* **Exercise**
Output every line of the entries below as a numbered list, skipping blank lines and leaving out the pictures.

◇ ◇ ◇ ◇

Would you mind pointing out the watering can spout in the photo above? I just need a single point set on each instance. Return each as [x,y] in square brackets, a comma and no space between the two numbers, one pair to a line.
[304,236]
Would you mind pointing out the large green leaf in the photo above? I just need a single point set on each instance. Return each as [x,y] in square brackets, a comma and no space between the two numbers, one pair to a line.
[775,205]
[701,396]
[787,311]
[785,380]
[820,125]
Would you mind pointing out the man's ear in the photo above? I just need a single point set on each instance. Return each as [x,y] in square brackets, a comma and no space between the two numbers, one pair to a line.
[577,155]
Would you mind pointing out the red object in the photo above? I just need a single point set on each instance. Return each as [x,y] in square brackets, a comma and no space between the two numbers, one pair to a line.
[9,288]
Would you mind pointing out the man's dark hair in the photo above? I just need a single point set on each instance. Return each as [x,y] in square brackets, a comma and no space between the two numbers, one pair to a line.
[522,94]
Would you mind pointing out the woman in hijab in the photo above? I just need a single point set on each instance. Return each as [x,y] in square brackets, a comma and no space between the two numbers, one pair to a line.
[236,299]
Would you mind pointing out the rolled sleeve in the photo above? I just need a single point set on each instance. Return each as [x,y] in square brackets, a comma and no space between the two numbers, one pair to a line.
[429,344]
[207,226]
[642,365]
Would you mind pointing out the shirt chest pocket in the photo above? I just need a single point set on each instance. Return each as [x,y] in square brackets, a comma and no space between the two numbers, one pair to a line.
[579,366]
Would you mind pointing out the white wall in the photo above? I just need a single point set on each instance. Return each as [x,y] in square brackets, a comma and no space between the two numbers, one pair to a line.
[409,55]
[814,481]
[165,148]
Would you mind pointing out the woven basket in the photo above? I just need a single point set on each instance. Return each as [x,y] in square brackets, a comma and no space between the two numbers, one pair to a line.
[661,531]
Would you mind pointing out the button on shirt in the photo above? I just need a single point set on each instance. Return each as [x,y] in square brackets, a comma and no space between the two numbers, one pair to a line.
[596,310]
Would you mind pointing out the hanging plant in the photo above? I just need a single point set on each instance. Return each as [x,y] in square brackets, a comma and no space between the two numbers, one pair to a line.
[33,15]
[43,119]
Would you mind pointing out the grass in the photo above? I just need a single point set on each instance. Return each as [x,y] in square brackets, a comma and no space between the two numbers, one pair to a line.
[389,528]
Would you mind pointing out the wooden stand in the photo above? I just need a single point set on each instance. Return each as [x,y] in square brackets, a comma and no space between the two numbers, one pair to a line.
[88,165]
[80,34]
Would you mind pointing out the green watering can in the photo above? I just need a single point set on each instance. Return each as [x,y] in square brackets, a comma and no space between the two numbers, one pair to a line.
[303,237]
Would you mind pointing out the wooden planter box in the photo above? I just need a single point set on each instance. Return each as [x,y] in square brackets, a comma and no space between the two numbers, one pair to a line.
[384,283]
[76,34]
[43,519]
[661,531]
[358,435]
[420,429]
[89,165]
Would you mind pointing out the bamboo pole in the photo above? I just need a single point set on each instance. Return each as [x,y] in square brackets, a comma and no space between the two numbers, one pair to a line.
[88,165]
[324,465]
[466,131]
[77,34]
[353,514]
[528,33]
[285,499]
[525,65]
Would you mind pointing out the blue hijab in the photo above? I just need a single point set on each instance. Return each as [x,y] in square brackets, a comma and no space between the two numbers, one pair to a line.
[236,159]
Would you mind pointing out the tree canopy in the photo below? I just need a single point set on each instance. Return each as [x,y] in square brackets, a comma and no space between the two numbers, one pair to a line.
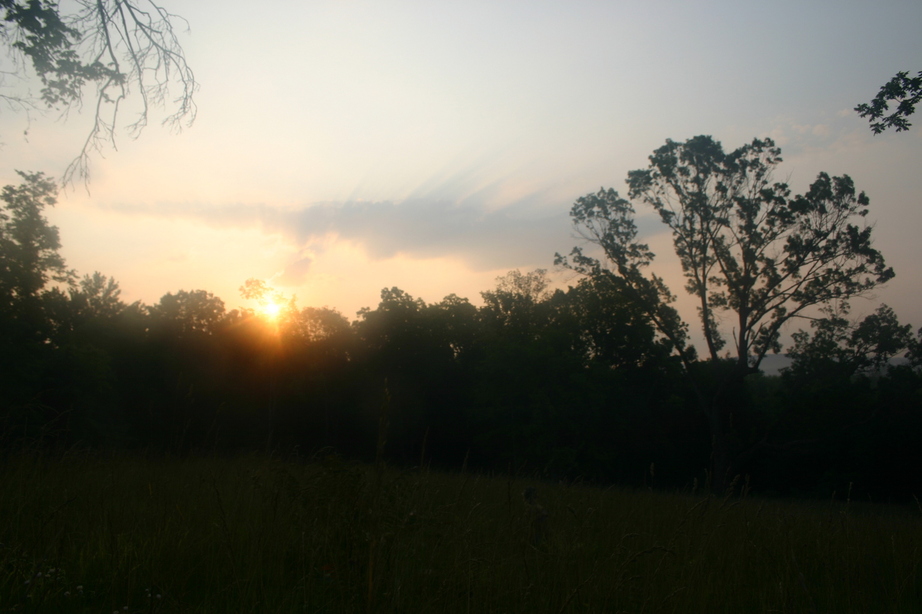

◇ ◇ ◇ ◇

* **Task response**
1. Would you mind pointing out the watering can spout in the photo above? I just need a single point set on each instance. Return each as [x,y] in square brackets, a comma and no space between the two numbers, one pair to a line.
2. [304,236]
3. Would you mind pointing out the large green leaf in the photo above? I just need a single point set on each instance. Return each as [x,y] in square brackets, a comma and no space between the two numbers, one pair to a line.
4. [775,205]
5. [701,396]
6. [787,311]
7. [785,380]
8. [820,125]
9. Would you mind pointing out the man's ear in the photo above? I just need a single point set on each instance. Return each as [x,y] in square brackets, a comma and no space between the two numbers, one pair to a line.
10. [577,155]
11. Would you mind pointing out the red object in the photo above? I just need a single point set on each instance. Return each as [x,y] in square brackets, a comma and no space between the two numbers, one pair to a line.
12. [9,288]
13. Would you mind pointing out the man's dark hair in the photo above? I just need a single point set on each instance. Return each as [x,y] in square brackets, a comma and no space between the two numbers, one pair to a line.
14. [522,94]
15. Would you mind pointing out the woman in hijab in the photo above? I just need a single point set on each instance. Return each as [x,y] in square brackets, a comma and no space between the two numbers, one pair to a line.
16. [236,299]
17. Would you mind pointing out the rolled sleeve in the photo above? I just need a single point set on each instance. Return each as [x,y] in square brackets, a comma and no space between the two numbers, one pair to a line.
18. [429,344]
19. [207,226]
20. [642,365]
21. Would you mind pointing out the shirt chest pocket in the photo above? I just need a single point set on each instance. Return each as [x,y] in square brackets, a comma and no space between the two numbers, one pair to a line.
22. [579,366]
23. Would you mind pointing out the white wall in the photo above? I just need a single point set on each instance. Return each as [x,y] in square brackets, a comma and no space between the two numbers, one pair to a line.
24. [409,55]
25. [814,481]
26. [165,148]
27. Would you mind pointing out the woven basket in the photo above? I just need a single point set on each instance. Return each as [x,y] in square brackets, a comma and no space between the two numbers, one pair to a line.
28. [661,531]
29. Would you mind pointing out the button on shirt in the photo above? I just need a single point set on each instance. Return each as [x,y] in square brackets, a comma and no space between the two numbers, one pair to a line.
30. [596,310]
31. Would you mind pointing out the hanging plant in the photo above? I just need a single point set on each instance. Return each as [x,y] in square brackets, a comma and no space between the two numbers, one pair to a line.
32. [33,15]
33. [43,119]
34. Would you mind pointing out the grass in the photo above? I just need a single point set on each instance. Return each as [x,y] in square brackets, a comma and no space between the two numbers, one pair to a line.
35. [389,528]
36. Would you mind pointing out the wooden stand in the photo above? I just need a single point set on each instance. Return each as [x,y] in square brackets, a comma and no space between the two numbers, one pair to a line.
37. [88,165]
38. [80,34]
39. Would you mind pointing out the green watering can in the photo above? I just need a single point set on each instance. Return each as [x,y] in square brackets, a comma and no space between the two numbers, one pair to a line.
40. [303,237]
41. Would you mind pointing out the wooden planter box in the photo above? I just need a single point set on each instance. Return each as [x,y] in square brackets, a comma and no space between the two numbers, one pair to a line.
42. [384,283]
43. [76,34]
44. [43,519]
45. [661,531]
46. [358,435]
47. [420,429]
48. [89,165]
49. Would you mind pointing out the bamboo pole in the photo above? I just need a single point set on each instance. Return each as [x,y] in square brackets, a comma and no space between the two numbers, one pair to a line.
50. [88,165]
51. [324,465]
52. [466,131]
53. [77,34]
54. [353,514]
55. [528,33]
56. [285,499]
57. [525,65]
58. Would you mind pointing out the blue hijab in the photo above? I just need a single point set on each instance. Return each as [x,y] in square brackets, a comma and no space between the two numbers, one pair to a line.
59. [236,159]
60. Would you mind pointing out the tree canopy in the photo below? I just need a single point set on each instance. Return each as [x,y] in square brackets, a comma and no space between the two numbers, one pair to a line.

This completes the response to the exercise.